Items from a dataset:
>>
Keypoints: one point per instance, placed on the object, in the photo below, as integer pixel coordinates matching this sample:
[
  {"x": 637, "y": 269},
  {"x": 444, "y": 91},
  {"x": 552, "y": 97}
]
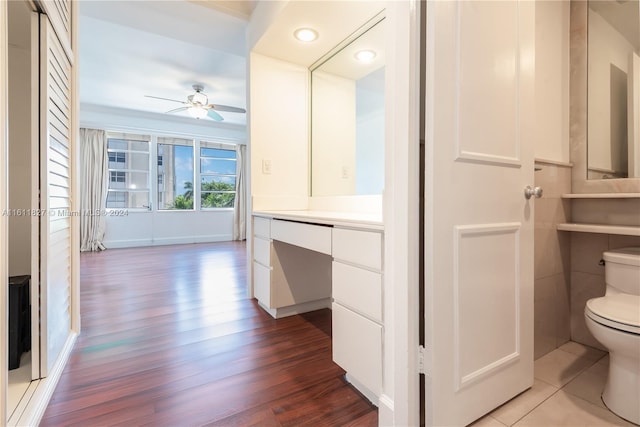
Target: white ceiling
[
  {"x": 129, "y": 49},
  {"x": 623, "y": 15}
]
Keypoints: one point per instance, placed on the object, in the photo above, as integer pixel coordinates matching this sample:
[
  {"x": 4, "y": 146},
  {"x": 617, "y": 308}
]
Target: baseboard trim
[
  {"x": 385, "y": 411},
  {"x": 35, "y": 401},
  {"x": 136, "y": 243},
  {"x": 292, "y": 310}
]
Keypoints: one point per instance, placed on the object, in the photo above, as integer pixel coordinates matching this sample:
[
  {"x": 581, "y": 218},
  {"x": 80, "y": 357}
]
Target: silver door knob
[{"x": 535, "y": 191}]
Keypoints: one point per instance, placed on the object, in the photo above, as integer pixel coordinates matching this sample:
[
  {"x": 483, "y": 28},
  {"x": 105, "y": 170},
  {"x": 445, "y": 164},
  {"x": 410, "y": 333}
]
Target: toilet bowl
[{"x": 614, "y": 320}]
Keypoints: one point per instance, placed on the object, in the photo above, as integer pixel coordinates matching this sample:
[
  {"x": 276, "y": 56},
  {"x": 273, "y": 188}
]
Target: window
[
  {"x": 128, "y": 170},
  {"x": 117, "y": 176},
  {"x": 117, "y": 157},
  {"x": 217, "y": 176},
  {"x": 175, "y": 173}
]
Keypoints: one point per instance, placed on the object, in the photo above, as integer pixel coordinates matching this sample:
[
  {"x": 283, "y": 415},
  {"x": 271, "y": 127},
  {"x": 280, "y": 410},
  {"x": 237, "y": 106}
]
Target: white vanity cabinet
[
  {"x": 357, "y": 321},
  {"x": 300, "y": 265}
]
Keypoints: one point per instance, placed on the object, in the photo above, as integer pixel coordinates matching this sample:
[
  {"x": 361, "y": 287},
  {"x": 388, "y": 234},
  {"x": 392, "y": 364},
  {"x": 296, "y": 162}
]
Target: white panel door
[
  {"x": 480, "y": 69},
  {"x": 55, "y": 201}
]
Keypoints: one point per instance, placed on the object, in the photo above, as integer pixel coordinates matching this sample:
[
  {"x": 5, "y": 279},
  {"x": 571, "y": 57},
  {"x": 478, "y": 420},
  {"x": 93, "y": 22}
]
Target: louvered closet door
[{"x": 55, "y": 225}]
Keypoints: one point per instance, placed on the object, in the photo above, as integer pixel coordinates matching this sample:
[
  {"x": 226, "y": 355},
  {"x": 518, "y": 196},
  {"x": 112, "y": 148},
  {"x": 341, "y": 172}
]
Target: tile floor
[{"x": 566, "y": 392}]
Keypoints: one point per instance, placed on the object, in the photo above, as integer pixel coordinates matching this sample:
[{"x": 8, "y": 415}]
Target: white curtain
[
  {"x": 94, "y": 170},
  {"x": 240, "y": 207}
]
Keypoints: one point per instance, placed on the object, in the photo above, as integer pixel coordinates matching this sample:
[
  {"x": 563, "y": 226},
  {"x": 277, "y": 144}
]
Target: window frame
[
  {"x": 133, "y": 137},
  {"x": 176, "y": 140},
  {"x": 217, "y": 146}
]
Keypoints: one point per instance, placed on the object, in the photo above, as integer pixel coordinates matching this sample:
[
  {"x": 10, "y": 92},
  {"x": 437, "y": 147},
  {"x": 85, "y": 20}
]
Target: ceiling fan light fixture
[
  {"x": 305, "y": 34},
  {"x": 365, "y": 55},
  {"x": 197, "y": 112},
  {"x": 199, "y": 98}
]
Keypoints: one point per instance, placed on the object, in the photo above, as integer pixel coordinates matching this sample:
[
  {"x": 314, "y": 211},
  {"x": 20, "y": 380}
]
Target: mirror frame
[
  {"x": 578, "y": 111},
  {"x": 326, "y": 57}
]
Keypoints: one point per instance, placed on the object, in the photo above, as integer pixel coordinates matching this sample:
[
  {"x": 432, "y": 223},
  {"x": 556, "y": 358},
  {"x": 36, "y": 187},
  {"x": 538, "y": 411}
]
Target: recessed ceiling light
<<
[Work to complete] In the copy, include each entry exactly as written and none of the pictures.

[Response area]
Keypoints: one point per instance, placed on the object, in the photo below, as integer pixel coordinates matching this sample:
[
  {"x": 637, "y": 269},
  {"x": 444, "y": 91},
  {"x": 552, "y": 97}
]
Target: white ceiling
[
  {"x": 129, "y": 49},
  {"x": 623, "y": 15}
]
Keypoints: one point per instance, placed on the object, in the photo above, as integer pixel coordinates matching this sample:
[
  {"x": 4, "y": 146},
  {"x": 617, "y": 308}
]
Target: baseboard trim
[
  {"x": 385, "y": 411},
  {"x": 35, "y": 401},
  {"x": 136, "y": 243},
  {"x": 292, "y": 310}
]
Keypoints: one point per instance, placed on the object, in the photo above, as integer pixel coordinates matching this sample:
[
  {"x": 581, "y": 218},
  {"x": 80, "y": 357}
]
Target: silver door knob
[{"x": 535, "y": 191}]
Keypoints: one point per instance, placed on the object, in the photo above, as integer pixel coordinates matching this sample:
[
  {"x": 483, "y": 28},
  {"x": 105, "y": 170},
  {"x": 445, "y": 164},
  {"x": 410, "y": 333}
]
Target: toilet bowl
[{"x": 614, "y": 320}]
Keypoints: one point per instance, placed on the object, in the photo above, as integer pixel coordinates matching this sample:
[
  {"x": 276, "y": 56},
  {"x": 273, "y": 188}
]
Target: window
[
  {"x": 128, "y": 170},
  {"x": 117, "y": 176},
  {"x": 117, "y": 157},
  {"x": 217, "y": 176},
  {"x": 175, "y": 173}
]
Keypoints: one point per instance, placed on the object, in the photo above, as integer pixel coordinates matching this sample:
[
  {"x": 283, "y": 415},
  {"x": 271, "y": 127},
  {"x": 280, "y": 410},
  {"x": 237, "y": 106}
]
Target: white vanity cabinet
[
  {"x": 357, "y": 321},
  {"x": 300, "y": 265}
]
Keypoints: one point per instance, placed on the object, in the photo above, as integer pixel coordinates matching this sample:
[
  {"x": 361, "y": 287},
  {"x": 388, "y": 234},
  {"x": 392, "y": 364},
  {"x": 296, "y": 162}
]
Target: white panel door
[
  {"x": 480, "y": 69},
  {"x": 55, "y": 201}
]
Keypoints: one point per instance, placed on the object, in the photo above, as integer pixel coordinates matching this sample:
[
  {"x": 5, "y": 279},
  {"x": 571, "y": 57},
  {"x": 478, "y": 420},
  {"x": 93, "y": 22}
]
Target: louvered closet door
[{"x": 55, "y": 225}]
Keypoints: one point per instance, placed on the object, in the photo above, as integer pixel coordinates matching this sample:
[
  {"x": 226, "y": 355},
  {"x": 518, "y": 196},
  {"x": 112, "y": 148},
  {"x": 341, "y": 172}
]
Target: tile floor
[{"x": 566, "y": 392}]
Keypoints: one point per instance, placed on the object, in the photo above, as integer pixel coordinates matching this sample:
[{"x": 8, "y": 415}]
Target: white curtain
[
  {"x": 94, "y": 170},
  {"x": 240, "y": 207}
]
Keypoints: one point per instance, placed on the object, in the photo above, as integer pixel coordinates matching this sample:
[
  {"x": 563, "y": 226},
  {"x": 277, "y": 144}
]
Target: window frame
[
  {"x": 133, "y": 137},
  {"x": 176, "y": 140},
  {"x": 217, "y": 146}
]
Keypoints: one point per instance, placed on the object, in the photo above, as integer pixel coordinates matching this sample:
[
  {"x": 10, "y": 92},
  {"x": 437, "y": 147},
  {"x": 85, "y": 20}
]
Target: ceiling fan light fixture
[
  {"x": 305, "y": 34},
  {"x": 365, "y": 55},
  {"x": 197, "y": 112},
  {"x": 199, "y": 98}
]
Keypoints: one point per instance, placed on the object, in the photo above, as integer pixel coordinates matching this sample:
[
  {"x": 314, "y": 211},
  {"x": 20, "y": 380}
]
Target: mirror frame
[
  {"x": 578, "y": 111},
  {"x": 326, "y": 57}
]
Keypoints: one point per instance, placed on the object, in the photo above, as integer pixel coordinates matching this sample:
[
  {"x": 432, "y": 223},
  {"x": 556, "y": 358},
  {"x": 36, "y": 187},
  {"x": 538, "y": 411}
]
Target: recessed ceiling light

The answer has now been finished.